Reproduza todas as linhas abaixo, pedidos incluídos, escalando por 1,6 as coordenadas de pixel das respostas e arredondando para inteiros, com meios para cima. Os números dos pedidos e dos modelos de formato ficam inalterados.
<<<<
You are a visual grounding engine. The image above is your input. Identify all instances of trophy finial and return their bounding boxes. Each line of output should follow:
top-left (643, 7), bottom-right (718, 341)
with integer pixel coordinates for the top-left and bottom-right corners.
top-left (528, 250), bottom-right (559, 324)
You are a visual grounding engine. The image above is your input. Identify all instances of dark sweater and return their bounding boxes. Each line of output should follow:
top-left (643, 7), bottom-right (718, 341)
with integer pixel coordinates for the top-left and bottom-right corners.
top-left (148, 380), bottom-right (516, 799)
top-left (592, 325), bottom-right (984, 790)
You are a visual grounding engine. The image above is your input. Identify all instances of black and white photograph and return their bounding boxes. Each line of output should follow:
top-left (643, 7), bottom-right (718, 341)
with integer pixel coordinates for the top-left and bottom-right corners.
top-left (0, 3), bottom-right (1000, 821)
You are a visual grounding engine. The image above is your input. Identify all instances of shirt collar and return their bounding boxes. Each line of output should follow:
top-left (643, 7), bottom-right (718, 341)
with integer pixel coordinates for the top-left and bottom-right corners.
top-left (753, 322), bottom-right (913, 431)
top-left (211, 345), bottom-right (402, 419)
>>>>
=== Resposta ===
You are a visual grounding engine. The image above is your input. Identify all instances of trophy finial and return their bounding boxes. Each line of output should follow:
top-left (643, 7), bottom-right (718, 341)
with integer pixel coordinates for the top-left and bottom-right corners.
top-left (845, 400), bottom-right (894, 518)
You are a visual grounding engine. The image above is your input. Identify all instances of dark sweater and return their bounding boxes. Each line of output should follow:
top-left (643, 7), bottom-right (718, 341)
with integer pixel coordinates for the top-left and bottom-right corners.
top-left (237, 608), bottom-right (826, 1278)
top-left (947, 520), bottom-right (1574, 1264)
You are a visual grounding engine. The image above is your input. Identify all instances of black and white photograph and return their bounding boxes. Each line of output should follow:
top-left (643, 7), bottom-right (718, 341)
with integer pixel coordinates for the top-left and bottom-right corners.
top-left (0, 5), bottom-right (1600, 1314)
You are a visual grounding engine. The image above is your input. Identify all instances of shirt collar and return their bounding boxes. Each line of output should follow:
top-left (643, 7), bottom-right (718, 341)
with integer pixel coordinates for the top-left and bottom-right corners.
top-left (1205, 515), bottom-right (1461, 690)
top-left (338, 552), bottom-right (643, 670)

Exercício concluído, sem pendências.